- [What the task requires]
Convert every line of the records below into a Markdown table with the columns Number and Line, numbering the rows and leaving out blank lines. Omit the pictures.

-=-=-=-=-

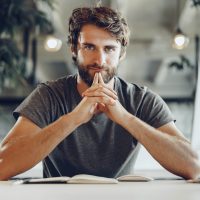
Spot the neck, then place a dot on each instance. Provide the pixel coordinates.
(82, 86)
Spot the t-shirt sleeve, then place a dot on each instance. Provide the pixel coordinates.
(39, 106)
(154, 110)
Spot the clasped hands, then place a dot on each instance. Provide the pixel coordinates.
(99, 98)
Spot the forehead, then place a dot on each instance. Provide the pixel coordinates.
(95, 35)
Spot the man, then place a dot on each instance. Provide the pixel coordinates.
(93, 122)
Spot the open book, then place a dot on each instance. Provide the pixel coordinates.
(85, 179)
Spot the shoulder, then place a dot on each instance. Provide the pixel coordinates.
(131, 88)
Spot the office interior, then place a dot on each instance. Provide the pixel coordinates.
(153, 59)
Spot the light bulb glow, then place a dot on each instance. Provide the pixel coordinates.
(180, 41)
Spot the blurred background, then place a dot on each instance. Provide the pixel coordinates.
(163, 53)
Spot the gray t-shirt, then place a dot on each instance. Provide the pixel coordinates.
(100, 146)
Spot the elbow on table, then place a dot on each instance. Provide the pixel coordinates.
(193, 171)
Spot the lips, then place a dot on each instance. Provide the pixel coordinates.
(97, 69)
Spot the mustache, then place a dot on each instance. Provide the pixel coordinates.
(97, 66)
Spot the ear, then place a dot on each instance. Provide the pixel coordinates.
(73, 51)
(122, 56)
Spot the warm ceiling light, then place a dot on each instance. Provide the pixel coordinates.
(52, 44)
(180, 40)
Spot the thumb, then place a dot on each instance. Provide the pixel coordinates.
(102, 107)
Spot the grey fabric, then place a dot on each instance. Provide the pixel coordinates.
(99, 147)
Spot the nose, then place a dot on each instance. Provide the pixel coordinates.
(100, 58)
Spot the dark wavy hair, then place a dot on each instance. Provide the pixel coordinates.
(103, 17)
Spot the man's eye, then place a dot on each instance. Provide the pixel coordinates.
(89, 47)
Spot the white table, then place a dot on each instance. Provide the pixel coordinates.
(158, 189)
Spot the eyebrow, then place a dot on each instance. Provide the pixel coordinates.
(107, 46)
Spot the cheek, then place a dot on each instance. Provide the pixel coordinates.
(82, 58)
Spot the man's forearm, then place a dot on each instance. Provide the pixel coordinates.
(20, 154)
(172, 152)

-=-=-=-=-

- [Output of the task]
| Number | Line |
|---|---|
| 1 | Spot the neck, then place a dot on each instance. Provide the pixel coordinates. |
| 2 | (82, 86) |
| 3 | Spot the t-shirt sleeve, then place a dot on each instance. Provide the pixel coordinates. |
| 4 | (39, 106) |
| 5 | (154, 110) |
| 6 | Spot the clasped hands, then place a dot on each instance. Provide the pixel coordinates. |
| 7 | (99, 98) |
| 8 | Spot the forehead, then place a dot on each instance. Provide the pixel coordinates. |
| 9 | (95, 35) |
| 10 | Spot the man, then place a dot on each instance. Provide the pixel coordinates. |
| 11 | (93, 122) |
| 12 | Spot the open book, then place a dot on each instance. Provide the pixel coordinates. |
| 13 | (85, 179) |
| 14 | Spot the shoulder, then place a dot on each instance. Provide the pixel coordinates. |
| 15 | (131, 88) |
| 16 | Spot the office interior, then place a dot on each instance. Provide the pixel coordinates. |
| 17 | (153, 59) |
| 18 | Spot the light bulb glow, then place a dot on each instance. Provide the pixel coordinates. |
| 19 | (180, 41) |
| 20 | Spot the blurred background, then place a dot on each instance. Provide the pixel coordinates. |
| 21 | (163, 53) |
| 22 | Spot the gray t-shirt, then place a dot on each instance. Provide the pixel coordinates. |
| 23 | (100, 146) |
| 24 | Spot the elbow on table, then place a dot on each instance. Provide the pixel coordinates. |
| 25 | (193, 171) |
| 26 | Spot the lips, then place a dot on each instance. Provide the pixel coordinates. |
| 27 | (97, 69) |
| 28 | Spot the mustache, then place a dot on each instance. Provide the pixel coordinates. |
| 29 | (97, 66) |
| 30 | Spot the ear, then place a dot on each instance. Provide the pixel coordinates. |
| 31 | (73, 51) |
| 32 | (122, 56) |
| 33 | Spot the warm ceiling light, then place a dot on each instance. Provide the pixel coordinates. |
| 34 | (52, 44) |
| 35 | (180, 40) |
| 36 | Spot the thumb, then place a dot on each instance. Provide the pixel coordinates. |
| 37 | (102, 107) |
| 38 | Spot the grey fabric, then place a dot on each instance. Provide the pixel coordinates. |
| 39 | (99, 147) |
| 40 | Spot the nose, then place a dot on each instance. Provide the pixel coordinates. |
| 41 | (100, 58) |
| 42 | Spot the dark wavy hair, then place a dot on each instance. Provide the pixel coordinates. |
| 43 | (103, 17) |
| 44 | Spot the man's eye, then place a dot on each instance. Provide the pixel coordinates. |
| 45 | (89, 47) |
| 46 | Spot the white table, then place a dot on each instance. Provide the pixel coordinates. |
| 47 | (158, 189) |
| 48 | Spot the eyebrow, then place a dot on each instance. Provide the pixel coordinates. |
| 49 | (107, 46) |
| 50 | Spot the cheek, then place a dot on each instance. Provide the pixel coordinates. |
| 51 | (82, 58) |
| 52 | Spot the man's forearm, then place a dot on each instance. Provide the pixel coordinates. |
| 53 | (20, 154) |
| 54 | (172, 152) |